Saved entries
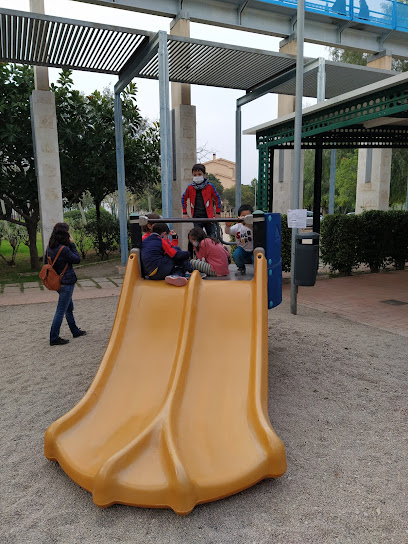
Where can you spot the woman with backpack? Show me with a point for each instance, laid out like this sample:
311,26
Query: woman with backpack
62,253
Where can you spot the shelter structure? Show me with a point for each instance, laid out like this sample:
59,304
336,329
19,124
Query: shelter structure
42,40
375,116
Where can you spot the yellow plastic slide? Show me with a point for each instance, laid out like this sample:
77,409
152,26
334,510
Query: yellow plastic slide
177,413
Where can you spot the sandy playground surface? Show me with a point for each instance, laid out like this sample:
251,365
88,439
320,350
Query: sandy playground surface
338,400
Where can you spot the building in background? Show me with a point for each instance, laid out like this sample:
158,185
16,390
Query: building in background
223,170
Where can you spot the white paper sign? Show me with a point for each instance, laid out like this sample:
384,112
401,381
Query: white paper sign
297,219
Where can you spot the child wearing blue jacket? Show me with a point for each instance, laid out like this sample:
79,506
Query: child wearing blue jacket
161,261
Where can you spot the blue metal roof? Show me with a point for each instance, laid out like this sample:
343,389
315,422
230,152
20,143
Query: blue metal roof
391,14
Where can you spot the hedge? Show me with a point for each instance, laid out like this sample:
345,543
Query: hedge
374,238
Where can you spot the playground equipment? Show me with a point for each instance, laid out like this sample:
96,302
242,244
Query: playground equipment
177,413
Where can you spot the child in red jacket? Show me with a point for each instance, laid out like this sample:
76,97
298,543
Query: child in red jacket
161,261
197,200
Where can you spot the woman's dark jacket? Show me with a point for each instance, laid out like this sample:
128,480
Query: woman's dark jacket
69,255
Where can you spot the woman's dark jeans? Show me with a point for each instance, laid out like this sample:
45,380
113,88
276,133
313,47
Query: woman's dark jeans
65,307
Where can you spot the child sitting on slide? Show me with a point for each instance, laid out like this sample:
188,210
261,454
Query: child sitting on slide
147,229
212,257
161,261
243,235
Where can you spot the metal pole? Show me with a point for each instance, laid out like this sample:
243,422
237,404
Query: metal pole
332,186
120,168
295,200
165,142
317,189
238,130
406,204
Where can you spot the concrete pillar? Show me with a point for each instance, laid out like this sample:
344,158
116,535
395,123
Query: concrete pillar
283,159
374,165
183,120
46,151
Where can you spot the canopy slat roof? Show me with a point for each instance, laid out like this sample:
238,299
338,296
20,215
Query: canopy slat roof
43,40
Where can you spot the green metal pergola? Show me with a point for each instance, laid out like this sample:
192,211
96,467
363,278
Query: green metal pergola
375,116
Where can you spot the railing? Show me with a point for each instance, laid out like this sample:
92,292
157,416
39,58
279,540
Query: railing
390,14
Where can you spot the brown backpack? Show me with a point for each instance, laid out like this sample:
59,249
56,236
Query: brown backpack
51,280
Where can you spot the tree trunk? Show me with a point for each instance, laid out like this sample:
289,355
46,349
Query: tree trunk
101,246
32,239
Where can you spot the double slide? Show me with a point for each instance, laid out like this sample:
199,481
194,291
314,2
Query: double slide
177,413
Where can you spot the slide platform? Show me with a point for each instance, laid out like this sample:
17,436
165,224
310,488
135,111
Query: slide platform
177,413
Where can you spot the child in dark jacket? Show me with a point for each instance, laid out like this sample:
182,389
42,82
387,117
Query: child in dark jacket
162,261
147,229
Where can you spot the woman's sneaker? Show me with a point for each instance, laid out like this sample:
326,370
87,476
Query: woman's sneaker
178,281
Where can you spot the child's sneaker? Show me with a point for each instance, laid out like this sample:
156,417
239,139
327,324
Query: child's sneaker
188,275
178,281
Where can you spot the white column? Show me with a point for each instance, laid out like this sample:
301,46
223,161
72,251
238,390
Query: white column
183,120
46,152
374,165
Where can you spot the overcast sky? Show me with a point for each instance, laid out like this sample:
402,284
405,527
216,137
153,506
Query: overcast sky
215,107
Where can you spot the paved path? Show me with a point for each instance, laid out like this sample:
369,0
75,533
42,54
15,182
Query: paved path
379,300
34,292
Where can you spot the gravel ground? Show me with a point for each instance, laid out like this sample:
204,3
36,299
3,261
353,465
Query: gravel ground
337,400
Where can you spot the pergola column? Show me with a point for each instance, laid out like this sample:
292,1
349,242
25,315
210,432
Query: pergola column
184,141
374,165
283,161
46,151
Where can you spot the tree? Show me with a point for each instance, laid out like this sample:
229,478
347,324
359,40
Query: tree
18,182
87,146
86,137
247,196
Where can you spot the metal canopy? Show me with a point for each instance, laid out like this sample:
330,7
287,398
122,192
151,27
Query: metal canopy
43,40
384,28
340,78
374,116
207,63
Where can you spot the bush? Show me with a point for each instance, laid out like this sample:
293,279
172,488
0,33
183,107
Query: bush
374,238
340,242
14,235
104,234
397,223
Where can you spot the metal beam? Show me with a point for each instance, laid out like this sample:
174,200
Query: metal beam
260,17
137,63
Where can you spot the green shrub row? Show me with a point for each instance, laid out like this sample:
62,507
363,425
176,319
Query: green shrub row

**YOUR ASSIGNMENT:**
Without any pictures, retype the records above exactly.

**EXERCISE SOLUTION:**
Where can you spot the woman with backpack? Show me with a point for each instance, laid out like this sample:
311,26
Query: woman with backpack
62,253
Where can you spot the shelter structure? Show me with a point for each instance, laid out like this sample:
59,304
336,329
19,124
Query: shelter structure
42,40
375,116
Where can you spot the yellow plastic slide? Show me with a point for each instance, laid out like this sample:
77,409
152,26
334,510
Query: yellow plastic slide
177,413
Where can you spot the sandy playground surface? Show me with a point for each instance, laid out like this sample:
251,365
88,439
320,350
Query: sandy playground surface
338,400
Where can you spot the building in background? Show me with a point for each instance, laid out like this sample:
158,185
16,390
Query: building in background
223,170
Where can you spot the white paper sign? Show me with a point for each instance, laid out like this sample:
384,112
401,381
Query: white paper sign
297,219
Where can you spot the child wearing blue jacket? Show me with a point for each instance, laid out like this sample:
79,506
Query: child wearing blue jacket
161,261
Where can you spot the blue metal roof? Show me with a point for each instance, laid out like this sample:
343,389
315,422
230,152
20,143
Query: blue metal roof
391,14
Where can you spot the hedge? Show me with a point for each instance, laid out like this sample:
345,543
Query: hedge
374,238
Where can you spot the playground equipment? Show me with a point for each instance, laid out like this sample:
96,302
242,244
Query: playground equipment
177,413
Where can you spot the child in red jacket? Show me with a point for each instance, laid out like this sample:
76,97
298,543
Query: child in red jacket
161,261
197,200
Where can you spot the woman's dark jacket? Show me with a point for each instance, laid out like this sample:
128,480
Query: woman's dark jacket
69,255
Where can you spot the woman's dark jeans? Show me with a point for each instance, laid out like this sample:
45,380
113,88
276,133
313,47
Query: woman's dark jeans
65,307
Where can you spot the child sitting on slide? Show me with a point for each instance, laid out like this sample:
188,210
261,454
Query: child sitting on slide
147,229
212,257
161,261
243,235
Where can you spot the metal pole? Show me with a point for each instance, laid out like this sample:
243,422
237,404
Query: metal pole
332,186
120,168
295,200
165,142
317,189
238,130
406,204
Where can you spot the concrete pillar? Show me with a point for each instance, laid out like this sample:
344,158
116,535
395,123
Query: concrete pillar
283,159
374,165
183,120
46,151
Where can you spot the canopy slat roof? Show me with a point for each instance, laid out like this sample:
238,299
338,296
20,215
Query: canopy slat roof
43,40
Where can you spot the green metal pergola? Show me with a point for each instance, laid out like this sample:
192,211
96,467
363,278
Query: green metal pergola
375,116
Where can you spot the railing? Show me with a point for each instance, laid out like this sample:
92,292
157,416
39,58
279,540
Query: railing
390,14
Where can you spot the brown backpack? Show me with a point for each instance, laid out like this sample:
59,249
56,236
Query: brown backpack
51,280
Where can you spot the tree trunk? Show me with a point for each instance, laid out like this sample:
289,355
46,349
Query: tree trunk
101,246
32,239
Where can you spot the double slide? Show me with a point for each instance, laid out like this sample:
199,481
194,291
314,2
Query: double slide
177,413
Where can you spot the slide platform? Show me with a point for each instance, laid out like this sample:
17,436
165,224
310,488
135,111
Query: slide platform
177,413
Where can you spot the child in dark jacket? Show me with a point for each instance, laid out like this sample:
182,389
42,82
387,117
Query: child in dark jacket
162,261
147,229
Where can you spot the woman's sneaker? Show me with a point for each instance, laid out like this sample:
326,370
87,476
Query: woman's sneaker
178,281
Where can you spot the child's sneaker? Show me with a point for each instance, laid out like this sample:
156,417
239,139
327,324
Query: child's sneaker
188,275
178,281
Where can you spot the white column? Show me with a point for each instance, laid out like this sample:
301,46
223,161
72,251
238,390
Query: white column
183,120
46,152
374,165
Where can you spot the overcast sky? Show me with a point for each instance, laid out like this sample:
402,284
405,527
216,137
153,506
Query: overcast sky
215,107
Where can you spot the paved path? Show me with a point for each instance, laid out like this sample:
369,0
75,533
42,54
15,182
Query: paved path
379,300
34,292
Where can you spot the gravel ground? Show me with a point for each instance, laid out like this sample:
204,3
36,299
3,261
353,465
Query: gravel ground
337,400
Where can you spot the pergola column? Show me with a point for each instance, laid out like this sample:
292,1
349,242
25,315
210,432
Query: pergola column
184,141
374,165
283,161
46,151
Where can you spot the tree? Show me with a point for each instance, laid out like this sample:
229,478
347,324
359,40
Query: tree
18,182
87,146
86,137
247,196
Where can you spot the metal canopy? Show me with a point for each instance, laid out like this sample:
330,7
287,398
122,192
151,27
Query: metal canopy
43,40
384,28
340,78
374,116
207,63
Where can you spot the bush? Show me with a point for each instance, laid out like this sample:
293,279
172,488
0,33
183,107
Query: bush
374,238
340,242
14,235
104,234
397,223
Where can you spot the metal beam? Show me with a point for each instance, laid out like this sample:
174,200
Query: metal beam
260,17
137,63
Where can you spot the green shrub row? Show me with a point for each instance, laid out like this sample:
62,507
363,425
176,319
Query: green shrub row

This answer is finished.